■ Problem statement:
Count how many lines in the items below contain the string "nest", treating uppercase and lowercase as different, and reply with only that number.

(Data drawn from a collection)

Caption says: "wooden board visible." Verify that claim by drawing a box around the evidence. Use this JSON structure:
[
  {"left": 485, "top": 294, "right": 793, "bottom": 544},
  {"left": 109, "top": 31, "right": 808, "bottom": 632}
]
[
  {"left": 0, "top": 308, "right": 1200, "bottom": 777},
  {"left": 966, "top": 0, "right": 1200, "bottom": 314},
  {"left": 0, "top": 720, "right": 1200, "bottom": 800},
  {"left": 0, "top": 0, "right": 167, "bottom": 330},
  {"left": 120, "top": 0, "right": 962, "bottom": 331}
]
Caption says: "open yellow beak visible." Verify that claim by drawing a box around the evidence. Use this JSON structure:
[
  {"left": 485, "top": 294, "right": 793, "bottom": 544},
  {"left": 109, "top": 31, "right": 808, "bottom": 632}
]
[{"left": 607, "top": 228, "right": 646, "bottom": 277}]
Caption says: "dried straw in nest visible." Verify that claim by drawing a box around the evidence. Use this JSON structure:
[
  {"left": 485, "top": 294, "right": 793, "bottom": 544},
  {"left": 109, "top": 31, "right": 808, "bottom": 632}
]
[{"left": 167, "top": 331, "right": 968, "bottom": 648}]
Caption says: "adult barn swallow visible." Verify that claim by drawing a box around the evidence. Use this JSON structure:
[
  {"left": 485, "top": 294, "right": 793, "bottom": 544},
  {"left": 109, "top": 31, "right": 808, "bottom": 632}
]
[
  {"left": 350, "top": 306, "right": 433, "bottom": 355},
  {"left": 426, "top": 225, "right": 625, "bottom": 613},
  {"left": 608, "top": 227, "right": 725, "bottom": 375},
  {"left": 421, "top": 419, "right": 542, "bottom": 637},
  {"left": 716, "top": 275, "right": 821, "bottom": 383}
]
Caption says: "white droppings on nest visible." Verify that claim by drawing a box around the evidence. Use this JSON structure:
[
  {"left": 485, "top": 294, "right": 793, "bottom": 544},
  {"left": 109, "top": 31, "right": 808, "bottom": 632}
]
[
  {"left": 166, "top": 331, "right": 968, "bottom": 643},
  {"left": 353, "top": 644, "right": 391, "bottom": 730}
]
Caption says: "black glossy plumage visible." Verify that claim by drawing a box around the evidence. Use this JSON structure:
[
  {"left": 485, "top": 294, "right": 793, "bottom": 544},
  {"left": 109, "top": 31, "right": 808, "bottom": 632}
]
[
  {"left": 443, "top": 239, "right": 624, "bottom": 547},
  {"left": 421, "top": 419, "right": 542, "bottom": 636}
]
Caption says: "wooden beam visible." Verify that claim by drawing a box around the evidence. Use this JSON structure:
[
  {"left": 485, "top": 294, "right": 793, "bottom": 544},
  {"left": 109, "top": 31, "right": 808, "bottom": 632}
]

■ Exercise answer:
2